Pero con otro tono y otra mirada, pidiendo perdón por los errores cometidos y acordándose de todas las personas con las que comparte escenario, Iglesias mantiene un mensaje impugnatorio y plebeyo. Eso que a él le gusta llamar “el desenmascaramiento de muchas verdades”. Y otra vez, como en la doble cita electoral de 2019, con un discurso que hace hincapié en las “cloacas policiales y mediáticas”, pero con un nuevo reparto gracias a las últimas polémicas suscitadas por el sempiterno enfrentamiento que mantiene Iglesias con buena parte de la prensa, sobre todo la madrileña.

Con todo, hay diferencias con lo ocurrido hace un año. Y no son menores. De hecho, puede ser el reverso de lo acontecido entonces. En Podemos comprendieron rápido que se estaba volviendo a organizar un lío cuando el juez que investiga el entramado político, policial y mediático del excomisario José Manuel Villarejo dio un giro a la pieza DINA, que investiga el robo y clonado del contenido del móvil de una excolaboradora del líder de Unidas Podemos que acabó publicado en varias cabeceras, para convertirla en una suerte de caso Pablo Iglesias.

Es el mismo magistrado y la misma causa en el mismo tribunal que hace un año, pero la investigación mira hacia los que, entonces, aparecían como las víctimas. Con todo y con eso, los estrategas de Podemos han encontrado cómo utilizarlo de palanca. “Si piensan que nos debilitan es que no nos conocen”, dijo con sorna en A Coruña junto a Antón Gómez-Reino.

La tesis de fondo es un “no nos pueden soportar” que, según los ideólogos de la campaña entre los que está evidentemente el secretario general, lleva a los que consideran sus enemigos a cometer errores. En este caso, por ejemplo, convertir en un debate nacional la manipulación mediática contra Podemos. Se resuelva como se resuelva la contienda, el mero hecho de que se hable de ello ya es un triunfo, consideran.

- [Lista de tareas]
1. Enumera todas las personas que aparecen con su nombre propio en el fragmento sobre la campaña de Podemos.
2. Repite sin cambios el tramo del fragmento sobre la campaña de Podemos que va desde “Con todo, hay” hasta “caso Pablo Iglesias.”.
3. Prosigue el texto sobre la campaña de Podemos a partir de su última frase.

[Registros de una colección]
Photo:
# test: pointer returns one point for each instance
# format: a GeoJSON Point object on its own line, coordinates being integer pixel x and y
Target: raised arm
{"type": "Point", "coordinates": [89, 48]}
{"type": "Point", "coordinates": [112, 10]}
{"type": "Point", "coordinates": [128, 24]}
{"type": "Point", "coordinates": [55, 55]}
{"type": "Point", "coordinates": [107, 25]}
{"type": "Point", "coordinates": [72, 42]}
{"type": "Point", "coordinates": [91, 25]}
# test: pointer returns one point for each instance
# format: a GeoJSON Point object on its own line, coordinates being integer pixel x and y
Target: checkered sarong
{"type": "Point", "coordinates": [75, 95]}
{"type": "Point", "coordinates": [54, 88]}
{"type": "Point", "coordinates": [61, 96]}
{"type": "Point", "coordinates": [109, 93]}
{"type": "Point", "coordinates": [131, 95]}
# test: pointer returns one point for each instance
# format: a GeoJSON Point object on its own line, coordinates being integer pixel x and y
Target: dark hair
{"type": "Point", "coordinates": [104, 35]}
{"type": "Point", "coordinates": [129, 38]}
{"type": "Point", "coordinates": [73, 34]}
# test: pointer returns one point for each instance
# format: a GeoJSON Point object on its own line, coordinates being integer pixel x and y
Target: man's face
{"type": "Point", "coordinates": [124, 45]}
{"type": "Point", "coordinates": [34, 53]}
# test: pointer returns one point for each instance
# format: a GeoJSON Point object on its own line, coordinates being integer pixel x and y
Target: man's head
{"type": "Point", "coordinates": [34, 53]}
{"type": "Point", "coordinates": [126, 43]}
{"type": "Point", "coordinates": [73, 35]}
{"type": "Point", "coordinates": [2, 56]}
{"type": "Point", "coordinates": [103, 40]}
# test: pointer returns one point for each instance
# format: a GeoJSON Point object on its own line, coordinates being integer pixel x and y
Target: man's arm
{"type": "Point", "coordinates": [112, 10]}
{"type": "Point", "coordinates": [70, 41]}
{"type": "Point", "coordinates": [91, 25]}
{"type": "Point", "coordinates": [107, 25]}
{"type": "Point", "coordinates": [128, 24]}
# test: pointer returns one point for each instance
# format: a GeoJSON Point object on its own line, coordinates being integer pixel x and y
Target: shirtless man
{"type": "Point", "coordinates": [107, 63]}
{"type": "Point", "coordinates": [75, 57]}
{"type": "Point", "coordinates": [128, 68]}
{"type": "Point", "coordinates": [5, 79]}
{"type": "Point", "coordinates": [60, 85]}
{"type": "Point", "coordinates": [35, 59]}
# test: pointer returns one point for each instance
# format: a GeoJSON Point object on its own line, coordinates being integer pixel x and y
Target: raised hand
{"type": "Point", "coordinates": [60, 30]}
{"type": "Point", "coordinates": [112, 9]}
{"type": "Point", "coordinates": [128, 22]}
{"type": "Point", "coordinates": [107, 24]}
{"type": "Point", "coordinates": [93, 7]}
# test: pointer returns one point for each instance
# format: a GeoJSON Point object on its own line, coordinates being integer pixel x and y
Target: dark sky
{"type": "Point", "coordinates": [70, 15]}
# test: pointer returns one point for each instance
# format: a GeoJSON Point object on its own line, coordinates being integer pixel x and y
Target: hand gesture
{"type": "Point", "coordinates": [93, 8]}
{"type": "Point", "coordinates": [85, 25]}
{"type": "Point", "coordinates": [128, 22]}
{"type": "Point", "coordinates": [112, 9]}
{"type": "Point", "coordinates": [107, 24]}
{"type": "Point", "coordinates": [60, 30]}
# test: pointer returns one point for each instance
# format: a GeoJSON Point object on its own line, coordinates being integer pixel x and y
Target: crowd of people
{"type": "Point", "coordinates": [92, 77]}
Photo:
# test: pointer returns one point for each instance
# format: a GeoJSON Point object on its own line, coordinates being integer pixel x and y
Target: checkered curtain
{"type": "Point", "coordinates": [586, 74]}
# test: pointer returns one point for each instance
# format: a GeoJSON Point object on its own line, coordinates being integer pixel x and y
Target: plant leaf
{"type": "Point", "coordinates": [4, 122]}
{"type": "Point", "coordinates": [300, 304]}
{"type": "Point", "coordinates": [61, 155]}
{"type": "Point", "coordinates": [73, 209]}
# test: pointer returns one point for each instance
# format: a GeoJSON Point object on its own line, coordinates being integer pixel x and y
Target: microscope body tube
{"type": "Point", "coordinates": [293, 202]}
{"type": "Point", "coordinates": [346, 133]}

- [Respuestas]
1.
- Pablo Iglesias
- José Manuel Villarejo
- Antón Gómez-Reino

2.
Con todo, hay diferencias con lo ocurrido hace un año. Y no son menores. De hecho, puede ser el reverso de lo acontecido entonces. En Podemos comprendieron rápido que se estaba volviendo a organizar un lío cuando el juez que investiga el entramado político, policial y mediático del excomisario José Manuel Villarejo dio un giro a la pieza DINA, que investiga el robo y clonado del contenido del móvil de una excolaboradora del líder de Unidas Podemos que acabó publicado en varias cabeceras, para convertirla en una suerte de caso Pablo Iglesias.

3.
Los ataques, sean justos o desmesurados, entroncan además con el leitmotiv. ¿Por qué quieren a Unidas Podemos fuera del Gobierno pese a tener 35 diputados (la mitad que en 2016) y, como ironizaba Iglesias en Bilbao, “siendo subalternos y fagoctiados” por el PSOE? ¿Por qué la “ferocidad de los ataques”? La respuesta la daba él mismo: “Hace un año pocos se podían imaginar que Alberto Garzón fuera ministro, que una mujer con 31 años fuera ministra de Igualdad e impulsara la ley del solo sí es sí. O que una defensora de los trabajadores como Yolanda Díaz iba a ser ministra de Trabajo. Y Manuel Castells, ministro. Y El Coletas, vicepresidente. Eso no se lo imaginaba nadie”.

“¿Por qué tanto ataque?”, se vuelve a preguntar Iglesias ahora: “Porque la presencia [en el Gobierno] se nota mucho y algunos no lo aceptan. Hicieron lo que no está escrito para reventarnos y evitar que pudiéramos estar. Ahora van a hacer lo que no está escrito para sacarnos”.

En este punto, los discursos cambian en función del lugar donde está. En Euskadi, por ejemplo, sitúa a su candidata, Miren Gorrotxategi, como posible intermediaria entre el PSE y EH Bildu para un inverosímil tripartito que, hoy por hoy, nadie asume en público. O de la imposibilidad material de un pacto de Presupuestos que incluya a Ciudadanos. Un partido que siempre cita para recordar a Albert Rivera que tuvo su oportunidad y la dejó escapar. Y que enfrentarse a según qué “poderes” no sale gratis.

Y si la idea es intentar recuperar el espíritu de cambio del trienio 2014-2016, intentar demostrar que, aun con dificultades, las cosas pueden ser diferentes y que ahora lo están demostrando “con cambios irreversibles, como la subida del SMI o el inicio de la derogación de la reforma laboral”, la aparición de Ada Colau para el cierre de campaña de las elecciones gallegas es la guinda.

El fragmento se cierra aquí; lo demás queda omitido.